* Task to complete
Rename "foliage" to "vegetation" in the lines from the start of the items through the line containing "[[[0,4],[0,664],[885,663],[886,7]]]", leaving everything else unchanged. Give back only those lines.

··· Records supplied ···

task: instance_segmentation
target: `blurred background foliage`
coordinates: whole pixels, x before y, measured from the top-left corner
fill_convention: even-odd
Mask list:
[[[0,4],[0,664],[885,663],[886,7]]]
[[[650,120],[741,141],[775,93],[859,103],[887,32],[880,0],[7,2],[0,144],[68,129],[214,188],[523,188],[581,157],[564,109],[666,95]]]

···

* The answer
task: instance_segmentation
target: `blurred background vegetation`
coordinates: whole pixels, x before y, measured from the top-left corner
fill_convention: even-odd
Mask list:
[[[0,4],[0,664],[885,663],[886,7]]]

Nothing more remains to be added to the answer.